WHAT IS NEEDED =
Reproduce the line containing "A teaching note to the class: indicate the concrete" and every line after it through the end of the records. Include nothing else.
DATA LISTING Block Start
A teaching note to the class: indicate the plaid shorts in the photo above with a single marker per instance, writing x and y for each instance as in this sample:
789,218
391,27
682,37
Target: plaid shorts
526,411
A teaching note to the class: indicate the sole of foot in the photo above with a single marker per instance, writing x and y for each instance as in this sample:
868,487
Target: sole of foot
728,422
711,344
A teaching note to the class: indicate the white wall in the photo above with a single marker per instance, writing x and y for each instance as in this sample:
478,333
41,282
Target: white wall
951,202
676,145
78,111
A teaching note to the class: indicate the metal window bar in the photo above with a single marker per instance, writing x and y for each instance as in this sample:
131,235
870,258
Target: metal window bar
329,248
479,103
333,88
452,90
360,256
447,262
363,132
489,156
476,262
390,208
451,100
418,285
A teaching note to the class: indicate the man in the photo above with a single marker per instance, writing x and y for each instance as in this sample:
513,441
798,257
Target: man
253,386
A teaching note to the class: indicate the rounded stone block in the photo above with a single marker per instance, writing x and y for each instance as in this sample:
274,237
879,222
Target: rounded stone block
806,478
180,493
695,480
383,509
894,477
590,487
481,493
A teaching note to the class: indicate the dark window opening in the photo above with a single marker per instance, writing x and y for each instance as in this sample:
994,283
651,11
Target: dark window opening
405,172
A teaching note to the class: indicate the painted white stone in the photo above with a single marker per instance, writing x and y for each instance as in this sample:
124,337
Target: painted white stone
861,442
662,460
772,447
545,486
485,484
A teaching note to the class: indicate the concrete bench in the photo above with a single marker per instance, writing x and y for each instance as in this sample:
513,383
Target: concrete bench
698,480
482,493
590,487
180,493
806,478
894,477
DATA LISTING Block End
SOLUTION TO THIS TASK =
A teaching note to the class: indicate the concrete bench in the photo above with a single marker per instance, writing x and y for each instance as in this sample:
513,383
Target: concrete bench
698,480
482,493
590,487
180,493
806,478
894,477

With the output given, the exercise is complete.